[Data items]
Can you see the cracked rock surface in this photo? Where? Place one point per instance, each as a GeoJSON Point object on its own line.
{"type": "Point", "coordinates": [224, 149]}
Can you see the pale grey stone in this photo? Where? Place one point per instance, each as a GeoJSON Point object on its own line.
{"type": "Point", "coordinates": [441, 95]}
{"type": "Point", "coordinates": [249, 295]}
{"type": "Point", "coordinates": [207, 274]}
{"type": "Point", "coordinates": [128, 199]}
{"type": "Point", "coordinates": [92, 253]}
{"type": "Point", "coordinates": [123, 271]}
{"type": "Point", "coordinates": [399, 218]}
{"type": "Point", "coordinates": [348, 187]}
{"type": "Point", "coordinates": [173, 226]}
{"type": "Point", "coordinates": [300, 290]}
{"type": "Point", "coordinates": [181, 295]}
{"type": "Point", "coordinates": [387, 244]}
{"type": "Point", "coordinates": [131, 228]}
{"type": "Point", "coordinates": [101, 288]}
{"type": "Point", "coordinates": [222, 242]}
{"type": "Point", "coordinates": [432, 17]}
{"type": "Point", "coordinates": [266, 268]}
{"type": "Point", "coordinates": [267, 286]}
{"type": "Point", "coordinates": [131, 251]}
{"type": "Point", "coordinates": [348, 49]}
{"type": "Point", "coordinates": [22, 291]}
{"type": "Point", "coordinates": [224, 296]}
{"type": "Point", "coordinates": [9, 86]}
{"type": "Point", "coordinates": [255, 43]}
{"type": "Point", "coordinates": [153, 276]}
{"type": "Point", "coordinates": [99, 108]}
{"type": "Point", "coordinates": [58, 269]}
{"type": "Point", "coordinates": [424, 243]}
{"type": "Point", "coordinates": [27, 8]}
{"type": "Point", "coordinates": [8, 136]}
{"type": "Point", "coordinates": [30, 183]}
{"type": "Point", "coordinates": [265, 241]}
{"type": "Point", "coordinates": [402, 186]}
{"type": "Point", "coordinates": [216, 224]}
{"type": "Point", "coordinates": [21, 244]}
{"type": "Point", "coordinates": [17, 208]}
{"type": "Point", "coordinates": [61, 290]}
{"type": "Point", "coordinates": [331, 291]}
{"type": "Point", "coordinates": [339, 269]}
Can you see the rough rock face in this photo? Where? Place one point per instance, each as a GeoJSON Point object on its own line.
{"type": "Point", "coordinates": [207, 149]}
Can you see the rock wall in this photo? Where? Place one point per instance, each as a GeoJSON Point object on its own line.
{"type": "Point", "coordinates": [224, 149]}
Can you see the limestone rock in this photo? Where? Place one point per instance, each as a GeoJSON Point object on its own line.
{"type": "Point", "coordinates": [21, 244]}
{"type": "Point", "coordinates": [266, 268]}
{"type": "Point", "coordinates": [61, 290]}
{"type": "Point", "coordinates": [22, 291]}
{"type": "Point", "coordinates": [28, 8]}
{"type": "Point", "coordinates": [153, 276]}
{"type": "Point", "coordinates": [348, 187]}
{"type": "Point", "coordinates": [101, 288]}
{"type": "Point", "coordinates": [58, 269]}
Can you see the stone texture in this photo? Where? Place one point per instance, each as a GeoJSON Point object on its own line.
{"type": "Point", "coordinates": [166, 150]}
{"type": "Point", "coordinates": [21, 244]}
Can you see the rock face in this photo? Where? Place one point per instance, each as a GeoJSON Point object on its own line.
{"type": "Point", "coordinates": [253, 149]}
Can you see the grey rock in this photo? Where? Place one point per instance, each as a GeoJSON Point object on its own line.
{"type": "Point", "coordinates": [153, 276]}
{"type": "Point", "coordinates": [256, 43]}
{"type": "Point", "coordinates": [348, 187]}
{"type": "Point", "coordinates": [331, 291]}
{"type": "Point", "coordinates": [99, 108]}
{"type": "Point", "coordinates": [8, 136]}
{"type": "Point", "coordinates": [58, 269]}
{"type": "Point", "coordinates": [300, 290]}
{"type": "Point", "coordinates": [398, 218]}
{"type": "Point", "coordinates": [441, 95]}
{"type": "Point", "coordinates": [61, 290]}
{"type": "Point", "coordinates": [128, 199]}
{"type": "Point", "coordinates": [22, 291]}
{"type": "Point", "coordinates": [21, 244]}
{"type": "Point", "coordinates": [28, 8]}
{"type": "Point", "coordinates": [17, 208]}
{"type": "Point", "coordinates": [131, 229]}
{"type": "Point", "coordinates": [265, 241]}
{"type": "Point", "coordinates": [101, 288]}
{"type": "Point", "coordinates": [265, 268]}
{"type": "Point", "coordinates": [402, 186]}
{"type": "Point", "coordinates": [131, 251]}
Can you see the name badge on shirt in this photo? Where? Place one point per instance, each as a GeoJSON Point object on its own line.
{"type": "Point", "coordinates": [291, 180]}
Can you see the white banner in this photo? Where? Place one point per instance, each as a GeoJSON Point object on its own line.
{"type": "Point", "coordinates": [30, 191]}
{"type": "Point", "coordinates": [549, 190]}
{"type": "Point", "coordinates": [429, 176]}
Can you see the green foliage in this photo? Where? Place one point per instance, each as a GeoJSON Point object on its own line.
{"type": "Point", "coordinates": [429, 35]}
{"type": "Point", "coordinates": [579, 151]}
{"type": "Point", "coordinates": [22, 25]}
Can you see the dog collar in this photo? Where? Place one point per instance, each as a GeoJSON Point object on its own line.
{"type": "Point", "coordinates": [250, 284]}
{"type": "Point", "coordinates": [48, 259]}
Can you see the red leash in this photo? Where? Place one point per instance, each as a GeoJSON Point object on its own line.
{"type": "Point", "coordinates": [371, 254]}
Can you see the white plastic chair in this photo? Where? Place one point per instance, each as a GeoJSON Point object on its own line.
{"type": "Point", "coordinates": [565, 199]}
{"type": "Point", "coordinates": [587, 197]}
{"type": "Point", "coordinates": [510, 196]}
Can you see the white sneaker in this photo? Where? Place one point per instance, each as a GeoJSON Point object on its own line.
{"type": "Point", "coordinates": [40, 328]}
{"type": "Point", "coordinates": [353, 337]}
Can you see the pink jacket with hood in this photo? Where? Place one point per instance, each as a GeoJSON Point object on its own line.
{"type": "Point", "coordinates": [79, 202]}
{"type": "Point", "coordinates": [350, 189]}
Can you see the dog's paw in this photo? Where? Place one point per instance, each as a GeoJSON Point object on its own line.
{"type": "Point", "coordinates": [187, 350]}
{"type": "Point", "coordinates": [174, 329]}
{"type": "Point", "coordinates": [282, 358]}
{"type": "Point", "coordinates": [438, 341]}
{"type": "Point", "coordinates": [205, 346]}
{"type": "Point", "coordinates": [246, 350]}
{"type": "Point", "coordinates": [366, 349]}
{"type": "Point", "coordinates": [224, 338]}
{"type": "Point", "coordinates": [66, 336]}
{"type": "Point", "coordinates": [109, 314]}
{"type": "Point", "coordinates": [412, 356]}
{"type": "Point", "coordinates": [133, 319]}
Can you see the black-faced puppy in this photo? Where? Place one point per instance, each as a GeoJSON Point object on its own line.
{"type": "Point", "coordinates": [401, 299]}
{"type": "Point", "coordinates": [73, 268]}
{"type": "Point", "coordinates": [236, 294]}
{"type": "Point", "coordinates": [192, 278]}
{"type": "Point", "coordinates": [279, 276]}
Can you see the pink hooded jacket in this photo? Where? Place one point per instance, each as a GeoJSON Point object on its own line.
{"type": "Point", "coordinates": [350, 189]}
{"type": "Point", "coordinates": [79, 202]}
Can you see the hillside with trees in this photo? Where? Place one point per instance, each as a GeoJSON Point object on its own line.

> [Task prompt] What you copy out must be exactly the lines from the line containing "Can you see the dog's" through the end of the records.

> [Result]
Can you see the dog's paw in this photo? Where? Place one point per instance, each as a GeoJSON Point object on its own line.
{"type": "Point", "coordinates": [187, 350]}
{"type": "Point", "coordinates": [174, 329]}
{"type": "Point", "coordinates": [282, 358]}
{"type": "Point", "coordinates": [438, 341]}
{"type": "Point", "coordinates": [205, 346]}
{"type": "Point", "coordinates": [246, 350]}
{"type": "Point", "coordinates": [366, 349]}
{"type": "Point", "coordinates": [224, 338]}
{"type": "Point", "coordinates": [66, 336]}
{"type": "Point", "coordinates": [109, 314]}
{"type": "Point", "coordinates": [412, 356]}
{"type": "Point", "coordinates": [133, 319]}
Can you see the black-faced puppy in this photo? Where? Place one point per instance, each as a GeoJSON Point object on its own line.
{"type": "Point", "coordinates": [401, 299]}
{"type": "Point", "coordinates": [73, 268]}
{"type": "Point", "coordinates": [236, 294]}
{"type": "Point", "coordinates": [192, 278]}
{"type": "Point", "coordinates": [279, 276]}
Can you see the pink hooded jacket in this photo? Where? Place one point per instance, each as a GeoJSON Point object on its own line.
{"type": "Point", "coordinates": [350, 189]}
{"type": "Point", "coordinates": [79, 202]}
Can you see the hillside with trees in this photo? Where? Place one point per instance, each as a GeoJSON Point object on its own line.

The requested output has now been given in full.